Problem statement
Reproduce the material verbatim, starting with the line that contains "Where can you find the stone porch column" and continuing through the line that contains "pixel 75 234", both lines included. Output only that span.

The data
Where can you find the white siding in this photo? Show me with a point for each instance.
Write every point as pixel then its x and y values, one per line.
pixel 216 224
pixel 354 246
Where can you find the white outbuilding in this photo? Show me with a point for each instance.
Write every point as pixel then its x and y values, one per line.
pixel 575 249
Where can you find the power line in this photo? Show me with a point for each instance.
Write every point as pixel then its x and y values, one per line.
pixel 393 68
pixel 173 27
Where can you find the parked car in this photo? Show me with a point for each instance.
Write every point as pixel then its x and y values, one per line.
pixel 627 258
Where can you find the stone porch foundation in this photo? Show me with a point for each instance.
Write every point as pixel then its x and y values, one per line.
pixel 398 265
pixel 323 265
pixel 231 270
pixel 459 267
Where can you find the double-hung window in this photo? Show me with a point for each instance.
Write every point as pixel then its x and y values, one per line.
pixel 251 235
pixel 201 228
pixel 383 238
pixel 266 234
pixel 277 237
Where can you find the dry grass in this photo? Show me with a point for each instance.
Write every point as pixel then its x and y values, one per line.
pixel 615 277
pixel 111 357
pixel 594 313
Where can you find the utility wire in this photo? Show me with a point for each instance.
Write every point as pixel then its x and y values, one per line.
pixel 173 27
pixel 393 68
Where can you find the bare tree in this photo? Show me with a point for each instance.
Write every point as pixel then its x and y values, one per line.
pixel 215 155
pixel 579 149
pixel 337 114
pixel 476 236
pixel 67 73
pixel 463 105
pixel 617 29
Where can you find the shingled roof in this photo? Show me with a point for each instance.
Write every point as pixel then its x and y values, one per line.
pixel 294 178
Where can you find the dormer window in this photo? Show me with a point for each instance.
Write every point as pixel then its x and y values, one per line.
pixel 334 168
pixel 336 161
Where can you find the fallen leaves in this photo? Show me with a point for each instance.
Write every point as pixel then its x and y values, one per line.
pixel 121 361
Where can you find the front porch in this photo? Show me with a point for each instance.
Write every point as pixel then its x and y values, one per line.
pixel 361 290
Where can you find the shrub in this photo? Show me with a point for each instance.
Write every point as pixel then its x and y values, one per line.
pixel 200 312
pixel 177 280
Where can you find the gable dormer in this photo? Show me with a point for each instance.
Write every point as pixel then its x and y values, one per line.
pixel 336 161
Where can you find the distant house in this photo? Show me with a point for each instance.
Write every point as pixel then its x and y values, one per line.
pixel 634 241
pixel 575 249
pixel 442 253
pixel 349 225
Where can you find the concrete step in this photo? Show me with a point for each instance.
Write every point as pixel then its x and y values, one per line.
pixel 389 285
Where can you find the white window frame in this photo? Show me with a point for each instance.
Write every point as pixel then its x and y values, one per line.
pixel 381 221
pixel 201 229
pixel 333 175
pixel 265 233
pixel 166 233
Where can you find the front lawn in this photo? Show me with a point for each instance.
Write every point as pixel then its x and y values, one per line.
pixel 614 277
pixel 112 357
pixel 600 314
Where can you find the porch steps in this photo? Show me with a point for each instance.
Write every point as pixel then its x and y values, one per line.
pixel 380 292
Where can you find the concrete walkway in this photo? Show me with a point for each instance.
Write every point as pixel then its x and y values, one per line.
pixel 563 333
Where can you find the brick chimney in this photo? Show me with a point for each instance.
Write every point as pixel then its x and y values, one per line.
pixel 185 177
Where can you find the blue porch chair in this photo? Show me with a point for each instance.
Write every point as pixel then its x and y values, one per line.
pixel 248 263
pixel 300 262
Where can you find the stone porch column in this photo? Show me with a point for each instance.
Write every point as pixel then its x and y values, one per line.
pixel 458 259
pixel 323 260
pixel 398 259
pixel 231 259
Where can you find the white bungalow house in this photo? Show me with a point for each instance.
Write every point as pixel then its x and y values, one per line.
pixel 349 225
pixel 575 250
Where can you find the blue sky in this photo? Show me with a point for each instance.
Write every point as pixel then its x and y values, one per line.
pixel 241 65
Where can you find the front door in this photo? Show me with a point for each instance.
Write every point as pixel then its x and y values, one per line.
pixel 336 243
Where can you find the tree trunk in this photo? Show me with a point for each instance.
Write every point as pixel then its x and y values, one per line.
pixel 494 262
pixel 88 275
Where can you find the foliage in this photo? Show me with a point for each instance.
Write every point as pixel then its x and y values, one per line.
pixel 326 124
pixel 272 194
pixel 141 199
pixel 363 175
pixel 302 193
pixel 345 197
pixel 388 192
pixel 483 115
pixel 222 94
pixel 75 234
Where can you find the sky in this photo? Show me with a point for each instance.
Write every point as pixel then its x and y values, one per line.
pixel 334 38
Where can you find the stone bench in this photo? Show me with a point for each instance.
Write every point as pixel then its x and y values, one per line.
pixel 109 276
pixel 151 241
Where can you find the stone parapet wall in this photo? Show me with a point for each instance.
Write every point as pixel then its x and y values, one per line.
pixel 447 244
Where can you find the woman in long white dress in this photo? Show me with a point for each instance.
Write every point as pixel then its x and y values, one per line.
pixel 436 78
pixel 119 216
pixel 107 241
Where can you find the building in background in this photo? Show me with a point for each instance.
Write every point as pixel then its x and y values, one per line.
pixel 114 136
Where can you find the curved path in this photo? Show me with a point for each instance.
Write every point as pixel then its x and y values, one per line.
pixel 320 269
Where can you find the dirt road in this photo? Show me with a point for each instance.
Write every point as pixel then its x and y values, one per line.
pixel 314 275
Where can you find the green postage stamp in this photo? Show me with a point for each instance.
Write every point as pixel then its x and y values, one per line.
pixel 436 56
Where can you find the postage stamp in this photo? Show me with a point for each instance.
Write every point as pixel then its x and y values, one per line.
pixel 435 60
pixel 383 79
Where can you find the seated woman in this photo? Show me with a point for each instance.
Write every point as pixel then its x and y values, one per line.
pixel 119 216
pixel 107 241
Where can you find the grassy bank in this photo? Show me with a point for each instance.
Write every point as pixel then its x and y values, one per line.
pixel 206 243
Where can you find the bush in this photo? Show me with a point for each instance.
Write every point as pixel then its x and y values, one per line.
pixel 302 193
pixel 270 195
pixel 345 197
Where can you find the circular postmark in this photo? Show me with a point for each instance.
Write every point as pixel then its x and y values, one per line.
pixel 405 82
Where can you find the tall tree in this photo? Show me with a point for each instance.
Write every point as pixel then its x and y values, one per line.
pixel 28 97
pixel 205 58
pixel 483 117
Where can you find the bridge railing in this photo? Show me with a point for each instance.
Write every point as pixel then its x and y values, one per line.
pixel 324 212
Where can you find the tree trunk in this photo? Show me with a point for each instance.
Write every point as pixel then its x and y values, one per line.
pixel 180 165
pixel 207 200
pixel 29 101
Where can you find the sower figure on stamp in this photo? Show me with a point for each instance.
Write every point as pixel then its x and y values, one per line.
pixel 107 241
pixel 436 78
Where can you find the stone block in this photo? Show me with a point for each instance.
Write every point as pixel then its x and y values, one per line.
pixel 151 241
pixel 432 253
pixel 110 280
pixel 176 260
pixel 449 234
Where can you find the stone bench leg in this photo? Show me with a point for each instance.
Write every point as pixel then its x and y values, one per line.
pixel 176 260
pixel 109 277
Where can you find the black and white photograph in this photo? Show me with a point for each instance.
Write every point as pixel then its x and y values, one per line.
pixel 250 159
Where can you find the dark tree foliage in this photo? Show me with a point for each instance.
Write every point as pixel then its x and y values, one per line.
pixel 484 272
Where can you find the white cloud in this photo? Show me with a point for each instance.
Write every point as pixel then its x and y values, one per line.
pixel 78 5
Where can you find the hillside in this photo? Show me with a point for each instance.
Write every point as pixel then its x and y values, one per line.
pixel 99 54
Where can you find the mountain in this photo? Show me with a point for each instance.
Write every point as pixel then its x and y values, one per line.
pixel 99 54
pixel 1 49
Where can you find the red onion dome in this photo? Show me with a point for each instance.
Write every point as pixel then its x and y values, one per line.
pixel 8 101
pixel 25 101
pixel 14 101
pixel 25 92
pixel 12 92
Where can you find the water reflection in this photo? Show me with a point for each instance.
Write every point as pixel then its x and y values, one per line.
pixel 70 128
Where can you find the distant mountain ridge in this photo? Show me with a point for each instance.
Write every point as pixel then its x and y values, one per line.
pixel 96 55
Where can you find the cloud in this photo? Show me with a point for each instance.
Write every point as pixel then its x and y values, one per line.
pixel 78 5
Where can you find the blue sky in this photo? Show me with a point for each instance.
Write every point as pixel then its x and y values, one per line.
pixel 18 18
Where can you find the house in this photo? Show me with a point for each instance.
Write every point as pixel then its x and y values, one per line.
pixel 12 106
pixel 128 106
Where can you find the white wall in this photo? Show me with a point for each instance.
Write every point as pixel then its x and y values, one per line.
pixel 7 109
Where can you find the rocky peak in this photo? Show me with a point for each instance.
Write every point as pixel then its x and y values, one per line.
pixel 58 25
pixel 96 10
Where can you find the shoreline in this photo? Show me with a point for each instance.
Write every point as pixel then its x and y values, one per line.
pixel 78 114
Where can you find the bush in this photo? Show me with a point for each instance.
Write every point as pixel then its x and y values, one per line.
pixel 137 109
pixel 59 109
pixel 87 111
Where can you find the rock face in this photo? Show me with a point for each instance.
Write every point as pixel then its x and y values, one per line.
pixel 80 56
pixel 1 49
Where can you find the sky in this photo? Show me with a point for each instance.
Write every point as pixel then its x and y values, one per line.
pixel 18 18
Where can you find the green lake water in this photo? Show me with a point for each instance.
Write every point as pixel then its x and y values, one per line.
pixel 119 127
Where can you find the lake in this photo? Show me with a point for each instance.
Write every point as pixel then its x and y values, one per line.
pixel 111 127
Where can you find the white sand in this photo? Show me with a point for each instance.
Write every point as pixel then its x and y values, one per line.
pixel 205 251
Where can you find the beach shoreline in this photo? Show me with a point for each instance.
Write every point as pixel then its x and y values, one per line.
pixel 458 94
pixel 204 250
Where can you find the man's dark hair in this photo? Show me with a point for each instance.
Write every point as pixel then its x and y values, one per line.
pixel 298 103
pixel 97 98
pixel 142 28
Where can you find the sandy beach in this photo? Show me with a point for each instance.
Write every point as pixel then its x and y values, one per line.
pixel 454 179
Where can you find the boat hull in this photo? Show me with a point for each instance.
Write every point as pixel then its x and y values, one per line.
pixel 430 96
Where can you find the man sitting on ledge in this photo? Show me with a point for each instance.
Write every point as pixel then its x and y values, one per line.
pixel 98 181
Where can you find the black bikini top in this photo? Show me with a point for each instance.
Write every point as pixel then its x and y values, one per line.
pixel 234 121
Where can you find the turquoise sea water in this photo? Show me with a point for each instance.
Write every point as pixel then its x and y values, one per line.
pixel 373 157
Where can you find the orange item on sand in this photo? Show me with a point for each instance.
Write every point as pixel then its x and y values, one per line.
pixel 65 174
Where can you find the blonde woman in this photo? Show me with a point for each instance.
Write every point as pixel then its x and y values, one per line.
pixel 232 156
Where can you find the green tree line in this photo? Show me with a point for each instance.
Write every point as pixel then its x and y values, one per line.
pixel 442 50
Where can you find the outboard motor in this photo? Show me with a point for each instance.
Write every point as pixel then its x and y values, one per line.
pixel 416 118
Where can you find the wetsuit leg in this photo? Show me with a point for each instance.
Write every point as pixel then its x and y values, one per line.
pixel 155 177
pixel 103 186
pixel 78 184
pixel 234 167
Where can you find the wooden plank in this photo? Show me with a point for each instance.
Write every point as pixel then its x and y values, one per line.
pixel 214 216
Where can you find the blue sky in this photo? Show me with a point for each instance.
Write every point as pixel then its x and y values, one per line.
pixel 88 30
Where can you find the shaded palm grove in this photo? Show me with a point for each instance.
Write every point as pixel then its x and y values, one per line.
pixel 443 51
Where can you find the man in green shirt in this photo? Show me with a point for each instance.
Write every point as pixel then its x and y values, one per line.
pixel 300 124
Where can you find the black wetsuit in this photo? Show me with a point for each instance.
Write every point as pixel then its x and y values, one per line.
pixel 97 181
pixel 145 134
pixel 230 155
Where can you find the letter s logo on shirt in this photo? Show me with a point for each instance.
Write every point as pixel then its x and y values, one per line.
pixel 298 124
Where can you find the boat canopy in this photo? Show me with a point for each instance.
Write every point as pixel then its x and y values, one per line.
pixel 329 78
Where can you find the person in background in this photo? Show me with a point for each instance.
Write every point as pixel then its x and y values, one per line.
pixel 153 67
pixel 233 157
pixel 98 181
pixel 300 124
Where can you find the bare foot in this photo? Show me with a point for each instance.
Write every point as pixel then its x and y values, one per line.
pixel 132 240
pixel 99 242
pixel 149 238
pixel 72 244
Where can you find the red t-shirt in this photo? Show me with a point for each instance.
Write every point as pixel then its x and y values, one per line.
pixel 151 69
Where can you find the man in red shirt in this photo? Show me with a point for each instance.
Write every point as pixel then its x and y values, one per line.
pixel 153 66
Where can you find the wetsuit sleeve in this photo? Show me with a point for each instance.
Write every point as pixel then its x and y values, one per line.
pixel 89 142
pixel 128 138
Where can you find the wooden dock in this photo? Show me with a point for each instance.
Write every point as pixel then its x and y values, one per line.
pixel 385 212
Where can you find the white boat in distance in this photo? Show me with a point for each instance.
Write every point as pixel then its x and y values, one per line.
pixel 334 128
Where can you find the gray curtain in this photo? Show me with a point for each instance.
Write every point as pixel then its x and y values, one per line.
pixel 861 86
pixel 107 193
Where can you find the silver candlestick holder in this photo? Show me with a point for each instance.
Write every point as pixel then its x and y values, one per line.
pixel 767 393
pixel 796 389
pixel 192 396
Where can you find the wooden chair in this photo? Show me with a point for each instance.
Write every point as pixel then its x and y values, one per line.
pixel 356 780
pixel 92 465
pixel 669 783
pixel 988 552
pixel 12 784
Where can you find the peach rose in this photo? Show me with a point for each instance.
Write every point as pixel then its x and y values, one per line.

Worked solution
Where can you find the stone porch column in this photo? Show me with a point for each instance.
Write every point as pixel then its x and y values, one per line.
pixel 458 259
pixel 323 260
pixel 398 259
pixel 231 259
Where can you find the white bungalow house in this photo? Show me with a point for each instance.
Write every point as pixel then its x and y values, one per line.
pixel 349 225
pixel 575 250
Where can you find the blue sky in this photo? Show me with a point for each instance.
Write every point as pixel then its x and y values, one per line.
pixel 241 65
Where can you find the front door in this photo? Show me with a point for each instance.
Write every point as pixel then its x and y values, one per line.
pixel 336 243
Where can you find the tree trunk in this photo? Show me with a point for each instance.
Write every point as pixel then its x and y values, one per line.
pixel 494 262
pixel 88 275
Where can you find the foliage in this photo? Show me with a point for each instance.
Write every point as pixel then its x and y values, one per line.
pixel 326 124
pixel 272 194
pixel 141 199
pixel 363 175
pixel 302 193
pixel 345 197
pixel 388 192
pixel 483 115
pixel 222 94
pixel 75 234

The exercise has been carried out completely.